◆ Textauszug
☆ ☆ ☆ ☆ ☆ ☆ ☆
Durch eine abgestimmte soziale, emotionale und kognitive Förderung muss es gelingen, dass kein Kind und kein Jugendlicher zurückbleibt. Die Vielfalt der Begabungen muss dabei ebenso gesehen werden wie die Risiken und Benachteiligungen, denen viele Kinder und Jugendliche ausgesetzt sind. Oberstes Gebot ist, soziale Ausgrenzung zu vermeiden und jedes Kind und jeden Jugendlichen individuell und optimal zu fördern. Das Scheitern eines Kindes bzw. Jugendlichen auf seinem Bildungsweg ist zugleich ein Scheitern aller Beteiligten, wie Eltern, Jugendhilfe und Schule.
☆ ☆ ☆ ☆ ☆ ☆ ☆
[Einträge mit Gebietsumrissen]
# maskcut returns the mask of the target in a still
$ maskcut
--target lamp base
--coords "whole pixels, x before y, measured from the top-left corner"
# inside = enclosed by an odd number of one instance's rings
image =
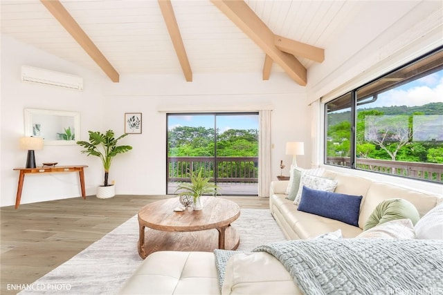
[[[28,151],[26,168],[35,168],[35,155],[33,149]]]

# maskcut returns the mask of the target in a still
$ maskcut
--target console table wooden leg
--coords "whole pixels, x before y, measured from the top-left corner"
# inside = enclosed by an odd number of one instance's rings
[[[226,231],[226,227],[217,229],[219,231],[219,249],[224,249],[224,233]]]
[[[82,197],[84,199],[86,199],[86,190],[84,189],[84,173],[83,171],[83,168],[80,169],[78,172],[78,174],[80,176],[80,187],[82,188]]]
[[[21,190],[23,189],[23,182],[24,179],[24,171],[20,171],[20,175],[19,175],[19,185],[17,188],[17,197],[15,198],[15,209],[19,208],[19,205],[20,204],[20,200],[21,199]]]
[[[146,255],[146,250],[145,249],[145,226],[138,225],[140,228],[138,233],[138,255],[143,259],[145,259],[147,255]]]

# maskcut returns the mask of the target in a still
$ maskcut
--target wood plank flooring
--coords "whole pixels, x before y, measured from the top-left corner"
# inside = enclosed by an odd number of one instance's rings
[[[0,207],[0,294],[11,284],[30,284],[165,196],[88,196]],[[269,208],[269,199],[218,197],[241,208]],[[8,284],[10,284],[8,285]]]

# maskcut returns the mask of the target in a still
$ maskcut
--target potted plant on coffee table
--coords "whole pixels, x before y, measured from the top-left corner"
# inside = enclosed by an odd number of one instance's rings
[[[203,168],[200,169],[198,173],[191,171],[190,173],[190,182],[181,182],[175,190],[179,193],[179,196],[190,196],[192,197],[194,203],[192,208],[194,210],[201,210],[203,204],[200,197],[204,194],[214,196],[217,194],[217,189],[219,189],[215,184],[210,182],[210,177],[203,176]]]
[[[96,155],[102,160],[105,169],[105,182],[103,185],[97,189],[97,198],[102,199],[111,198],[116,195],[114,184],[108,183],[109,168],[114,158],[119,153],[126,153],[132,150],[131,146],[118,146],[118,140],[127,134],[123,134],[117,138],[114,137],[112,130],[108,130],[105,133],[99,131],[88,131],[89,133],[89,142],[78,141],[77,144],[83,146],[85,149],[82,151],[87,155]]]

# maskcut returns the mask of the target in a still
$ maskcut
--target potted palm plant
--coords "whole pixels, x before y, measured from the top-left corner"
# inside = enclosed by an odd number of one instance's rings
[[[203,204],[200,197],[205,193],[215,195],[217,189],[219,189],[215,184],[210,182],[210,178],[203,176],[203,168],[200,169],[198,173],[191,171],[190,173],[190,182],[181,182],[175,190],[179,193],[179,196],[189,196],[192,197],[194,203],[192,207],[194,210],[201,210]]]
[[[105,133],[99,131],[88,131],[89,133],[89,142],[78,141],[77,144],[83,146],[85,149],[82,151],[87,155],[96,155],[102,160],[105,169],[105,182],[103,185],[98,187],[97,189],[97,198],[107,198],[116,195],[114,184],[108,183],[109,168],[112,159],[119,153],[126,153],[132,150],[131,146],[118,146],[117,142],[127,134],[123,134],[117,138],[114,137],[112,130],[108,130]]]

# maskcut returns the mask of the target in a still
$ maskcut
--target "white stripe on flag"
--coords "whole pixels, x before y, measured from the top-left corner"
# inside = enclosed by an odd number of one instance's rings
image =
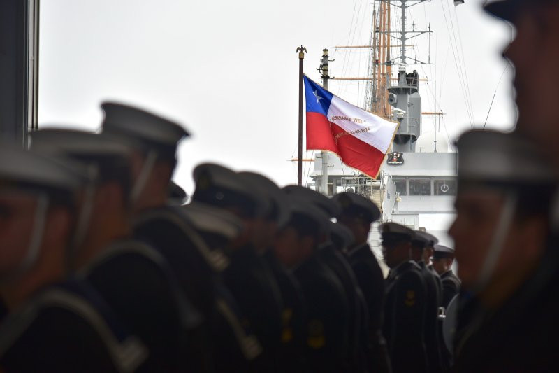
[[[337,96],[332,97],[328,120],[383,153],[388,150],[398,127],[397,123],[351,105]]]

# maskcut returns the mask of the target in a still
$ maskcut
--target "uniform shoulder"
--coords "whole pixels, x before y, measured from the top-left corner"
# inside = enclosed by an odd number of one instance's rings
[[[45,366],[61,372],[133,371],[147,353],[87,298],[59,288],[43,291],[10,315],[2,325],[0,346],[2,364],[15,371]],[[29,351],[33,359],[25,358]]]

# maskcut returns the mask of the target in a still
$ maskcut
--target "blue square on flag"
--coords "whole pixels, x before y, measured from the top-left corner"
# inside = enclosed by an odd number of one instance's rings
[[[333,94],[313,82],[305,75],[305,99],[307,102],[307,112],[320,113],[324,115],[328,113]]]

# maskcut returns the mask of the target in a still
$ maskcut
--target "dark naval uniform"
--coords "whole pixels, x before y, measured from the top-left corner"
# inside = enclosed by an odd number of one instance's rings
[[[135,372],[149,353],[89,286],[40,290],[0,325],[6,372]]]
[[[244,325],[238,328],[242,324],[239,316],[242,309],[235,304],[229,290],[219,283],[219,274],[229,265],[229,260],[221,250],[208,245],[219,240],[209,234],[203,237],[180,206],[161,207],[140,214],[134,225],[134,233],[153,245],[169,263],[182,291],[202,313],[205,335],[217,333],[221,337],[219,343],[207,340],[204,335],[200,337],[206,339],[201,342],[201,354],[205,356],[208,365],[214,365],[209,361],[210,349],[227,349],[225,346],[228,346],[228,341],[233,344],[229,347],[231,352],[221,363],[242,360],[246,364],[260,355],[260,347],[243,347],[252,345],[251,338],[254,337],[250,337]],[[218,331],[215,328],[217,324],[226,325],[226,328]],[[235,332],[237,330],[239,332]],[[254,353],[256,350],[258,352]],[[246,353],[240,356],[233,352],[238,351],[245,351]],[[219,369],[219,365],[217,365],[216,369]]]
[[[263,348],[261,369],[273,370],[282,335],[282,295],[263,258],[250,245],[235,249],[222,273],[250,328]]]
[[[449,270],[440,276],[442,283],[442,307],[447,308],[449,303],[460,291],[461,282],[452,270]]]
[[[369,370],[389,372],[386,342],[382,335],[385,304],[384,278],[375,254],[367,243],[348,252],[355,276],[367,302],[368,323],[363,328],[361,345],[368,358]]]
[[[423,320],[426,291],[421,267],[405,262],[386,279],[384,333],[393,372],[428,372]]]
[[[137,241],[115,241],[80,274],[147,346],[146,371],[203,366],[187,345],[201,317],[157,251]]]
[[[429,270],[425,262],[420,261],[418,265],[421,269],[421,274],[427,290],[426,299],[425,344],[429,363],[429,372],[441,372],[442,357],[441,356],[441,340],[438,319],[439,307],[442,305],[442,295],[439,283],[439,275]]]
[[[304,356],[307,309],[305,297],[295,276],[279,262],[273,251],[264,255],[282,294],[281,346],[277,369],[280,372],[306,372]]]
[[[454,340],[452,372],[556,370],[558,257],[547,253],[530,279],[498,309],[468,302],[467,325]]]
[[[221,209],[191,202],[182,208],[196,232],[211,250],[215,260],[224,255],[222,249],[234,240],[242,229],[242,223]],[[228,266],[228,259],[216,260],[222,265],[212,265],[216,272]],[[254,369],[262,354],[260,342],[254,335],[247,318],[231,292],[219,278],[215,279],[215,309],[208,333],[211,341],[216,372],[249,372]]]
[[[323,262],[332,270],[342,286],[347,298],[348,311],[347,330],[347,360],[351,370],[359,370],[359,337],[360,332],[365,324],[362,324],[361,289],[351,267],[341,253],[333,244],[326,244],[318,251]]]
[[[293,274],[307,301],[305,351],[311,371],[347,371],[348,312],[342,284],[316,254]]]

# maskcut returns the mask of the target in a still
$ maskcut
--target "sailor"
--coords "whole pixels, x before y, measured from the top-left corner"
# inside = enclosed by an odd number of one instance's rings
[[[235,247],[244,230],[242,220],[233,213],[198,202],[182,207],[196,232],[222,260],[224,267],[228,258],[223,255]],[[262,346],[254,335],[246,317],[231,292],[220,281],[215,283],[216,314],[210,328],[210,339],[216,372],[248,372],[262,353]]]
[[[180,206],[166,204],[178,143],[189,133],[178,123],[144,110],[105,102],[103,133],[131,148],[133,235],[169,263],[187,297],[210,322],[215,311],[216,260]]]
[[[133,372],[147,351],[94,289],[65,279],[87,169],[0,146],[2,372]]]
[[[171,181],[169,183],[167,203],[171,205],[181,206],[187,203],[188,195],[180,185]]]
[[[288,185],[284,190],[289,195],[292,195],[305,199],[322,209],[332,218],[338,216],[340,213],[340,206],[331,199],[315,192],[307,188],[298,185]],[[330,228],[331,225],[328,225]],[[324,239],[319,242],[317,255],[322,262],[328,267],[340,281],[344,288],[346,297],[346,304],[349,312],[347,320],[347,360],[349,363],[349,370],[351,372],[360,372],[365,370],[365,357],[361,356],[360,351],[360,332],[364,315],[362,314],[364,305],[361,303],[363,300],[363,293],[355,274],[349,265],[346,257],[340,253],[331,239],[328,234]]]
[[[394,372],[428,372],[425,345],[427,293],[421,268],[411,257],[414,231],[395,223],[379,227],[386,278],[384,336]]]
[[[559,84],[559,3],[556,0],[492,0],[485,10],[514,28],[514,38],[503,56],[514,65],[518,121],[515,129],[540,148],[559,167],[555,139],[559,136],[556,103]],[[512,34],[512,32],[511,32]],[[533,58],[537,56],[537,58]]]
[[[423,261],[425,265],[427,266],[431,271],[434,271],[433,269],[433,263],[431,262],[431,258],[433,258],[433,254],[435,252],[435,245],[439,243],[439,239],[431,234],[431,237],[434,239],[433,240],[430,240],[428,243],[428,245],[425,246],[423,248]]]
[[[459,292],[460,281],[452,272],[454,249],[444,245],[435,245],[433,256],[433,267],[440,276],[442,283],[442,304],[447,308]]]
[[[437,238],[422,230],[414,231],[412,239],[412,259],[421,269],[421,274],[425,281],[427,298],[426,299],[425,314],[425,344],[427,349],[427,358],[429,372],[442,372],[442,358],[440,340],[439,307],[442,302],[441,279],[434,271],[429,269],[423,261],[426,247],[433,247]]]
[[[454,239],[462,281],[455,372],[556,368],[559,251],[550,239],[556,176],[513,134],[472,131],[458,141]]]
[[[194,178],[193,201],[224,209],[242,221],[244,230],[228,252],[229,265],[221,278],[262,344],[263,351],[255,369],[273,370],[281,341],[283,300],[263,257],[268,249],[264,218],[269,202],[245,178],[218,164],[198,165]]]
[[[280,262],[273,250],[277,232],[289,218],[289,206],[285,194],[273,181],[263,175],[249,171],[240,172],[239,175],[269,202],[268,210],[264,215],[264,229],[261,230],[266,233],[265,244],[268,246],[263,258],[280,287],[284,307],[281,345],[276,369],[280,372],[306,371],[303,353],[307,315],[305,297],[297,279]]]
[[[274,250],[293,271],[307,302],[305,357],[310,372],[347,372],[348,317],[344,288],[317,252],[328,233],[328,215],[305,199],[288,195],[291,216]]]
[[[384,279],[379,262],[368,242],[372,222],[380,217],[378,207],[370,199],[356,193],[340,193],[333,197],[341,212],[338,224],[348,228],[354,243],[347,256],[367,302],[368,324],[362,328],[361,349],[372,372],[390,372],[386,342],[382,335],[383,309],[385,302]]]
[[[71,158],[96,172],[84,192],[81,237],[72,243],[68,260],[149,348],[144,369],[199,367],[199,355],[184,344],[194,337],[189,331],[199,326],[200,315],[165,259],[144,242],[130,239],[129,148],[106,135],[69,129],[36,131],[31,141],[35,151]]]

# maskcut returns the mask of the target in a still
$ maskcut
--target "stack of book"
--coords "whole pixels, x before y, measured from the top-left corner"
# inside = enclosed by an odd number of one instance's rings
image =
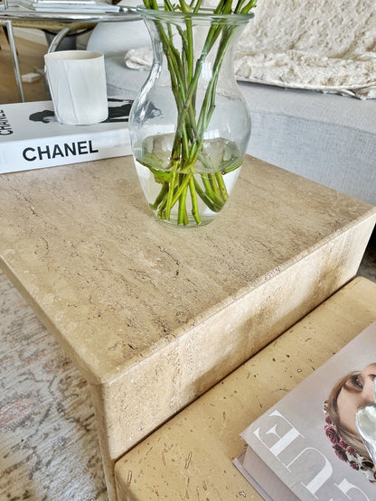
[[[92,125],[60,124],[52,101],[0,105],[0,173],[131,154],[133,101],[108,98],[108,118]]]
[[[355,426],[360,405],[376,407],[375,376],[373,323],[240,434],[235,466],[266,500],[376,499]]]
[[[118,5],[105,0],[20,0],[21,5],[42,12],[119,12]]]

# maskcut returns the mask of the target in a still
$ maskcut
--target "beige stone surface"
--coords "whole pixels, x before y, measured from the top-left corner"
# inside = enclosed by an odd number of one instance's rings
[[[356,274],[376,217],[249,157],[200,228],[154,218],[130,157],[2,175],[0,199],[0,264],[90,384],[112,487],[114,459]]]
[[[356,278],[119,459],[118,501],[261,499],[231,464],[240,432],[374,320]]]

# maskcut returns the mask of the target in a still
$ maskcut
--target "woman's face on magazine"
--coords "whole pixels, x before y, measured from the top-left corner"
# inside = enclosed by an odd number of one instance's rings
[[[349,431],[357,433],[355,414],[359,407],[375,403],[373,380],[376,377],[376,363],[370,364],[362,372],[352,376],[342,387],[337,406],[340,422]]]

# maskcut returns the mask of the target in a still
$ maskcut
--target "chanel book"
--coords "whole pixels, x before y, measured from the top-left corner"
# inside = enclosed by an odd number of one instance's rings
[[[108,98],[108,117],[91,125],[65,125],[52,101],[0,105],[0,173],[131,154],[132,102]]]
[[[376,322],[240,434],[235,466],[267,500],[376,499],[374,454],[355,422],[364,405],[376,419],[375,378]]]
☆ ☆ ☆ ☆ ☆ ☆ ☆
◆ Aufgabe A
Gib aus dem Textauszug die Stelle von „Durch eine abgestimmte“ bis einschließlich „Jugendhilfe und Schule.“ wortgetreu aus.
◆ Aufgabe B
Stimmen diese Aussagen mit dem Textauszug überein? Antworte jeweils mit Ja oder Nein und führe die entscheidenden Worte wörtlich an.
(i) Soziale Ausgrenzung soll vermieden werden.
(ii) Scheitert ein Kind auf seinem Bildungsweg, ist das allein ein Scheitern der Schule.
(iii) Es sollen nur die Begabungen beachtet werden, nicht die Risiken.

◆ Fertige Antwort A
Durch eine abgestimmte soziale, emotionale und kognitive Förderung muss es gelingen, dass kein Kind und kein Jugendlicher zurückbleibt. Die Vielfalt der Begabungen muss dabei ebenso gesehen werden wie die Risiken und Benachteiligungen, denen viele Kinder und Jugendliche ausgesetzt sind. Oberstes Gebot ist, soziale Ausgrenzung zu vermeiden und jedes Kind und jeden Jugendlichen individuell und optimal zu fördern. Das Scheitern eines Kindes bzw. Jugendlichen auf seinem Bildungsweg ist zugleich ein Scheitern aller Beteiligten, wie Eltern, Jugendhilfe und Schule.

◆ Fertige Antwort B
(i) Ja: „Oberstes Gebot ist, soziale Ausgrenzung zu vermeiden“
(ii) Nein: „ist zugleich ein Scheitern aller Beteiligten, wie Eltern, Jugendhilfe und Schule“
(iii) Nein: „Die Vielfalt der Begabungen muss dabei ebenso gesehen werden wie die Risiken und Benachteiligungen“